_ACTION ITEM_:
The pictures do not belong in the copy. Restate all of the records word for word.

Top of DATA TO EXAMINE

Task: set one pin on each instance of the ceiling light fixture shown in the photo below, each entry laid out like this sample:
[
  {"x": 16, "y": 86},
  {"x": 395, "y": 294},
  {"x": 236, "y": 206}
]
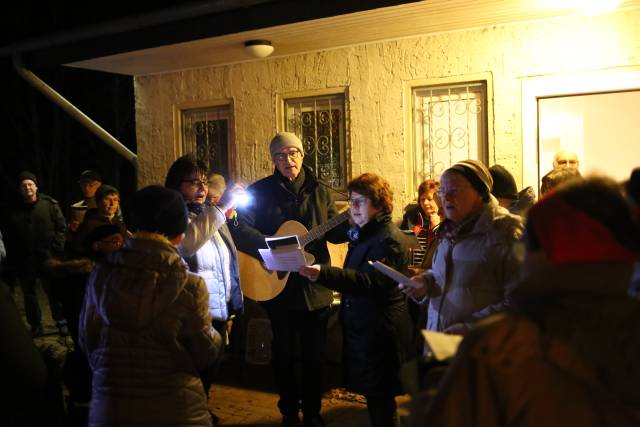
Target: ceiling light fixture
[{"x": 259, "y": 48}]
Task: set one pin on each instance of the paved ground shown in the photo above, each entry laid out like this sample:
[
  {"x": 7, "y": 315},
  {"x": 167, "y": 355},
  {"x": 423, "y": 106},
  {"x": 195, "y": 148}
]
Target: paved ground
[{"x": 244, "y": 394}]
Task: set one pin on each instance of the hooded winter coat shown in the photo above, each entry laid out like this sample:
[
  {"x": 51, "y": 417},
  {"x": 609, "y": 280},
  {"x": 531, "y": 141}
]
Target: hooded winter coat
[
  {"x": 377, "y": 329},
  {"x": 146, "y": 331},
  {"x": 568, "y": 358},
  {"x": 474, "y": 268},
  {"x": 206, "y": 247}
]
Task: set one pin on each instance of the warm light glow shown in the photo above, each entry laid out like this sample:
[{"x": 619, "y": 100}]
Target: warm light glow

Bottom of DATA TO EXAMINE

_ANSWER SPACE_:
Task: set one pin on each instance of the ceiling light fixture shown in the photo below, each entry laid out like this sample:
[
  {"x": 16, "y": 86},
  {"x": 395, "y": 294},
  {"x": 236, "y": 206}
]
Target: ceiling light fixture
[{"x": 259, "y": 48}]
Task: set one pin on each instance of the paved ground shown in the photo above, each entry laid out like this sample:
[
  {"x": 7, "y": 315},
  {"x": 167, "y": 355},
  {"x": 423, "y": 106},
  {"x": 195, "y": 148}
]
Target: paved ground
[{"x": 244, "y": 394}]
Task: set one pin on each instance of the hooded winter coat shown in the photo above, each entry laid out like this sample:
[
  {"x": 51, "y": 417},
  {"x": 609, "y": 280},
  {"x": 531, "y": 141}
]
Target: hooded winter coat
[
  {"x": 377, "y": 329},
  {"x": 146, "y": 331},
  {"x": 568, "y": 358},
  {"x": 474, "y": 268},
  {"x": 206, "y": 247}
]
Task: set one pin on each instance of the warm light glow shown in the photo above, each entry laid out like this sample:
[{"x": 619, "y": 100}]
Target: warm light glow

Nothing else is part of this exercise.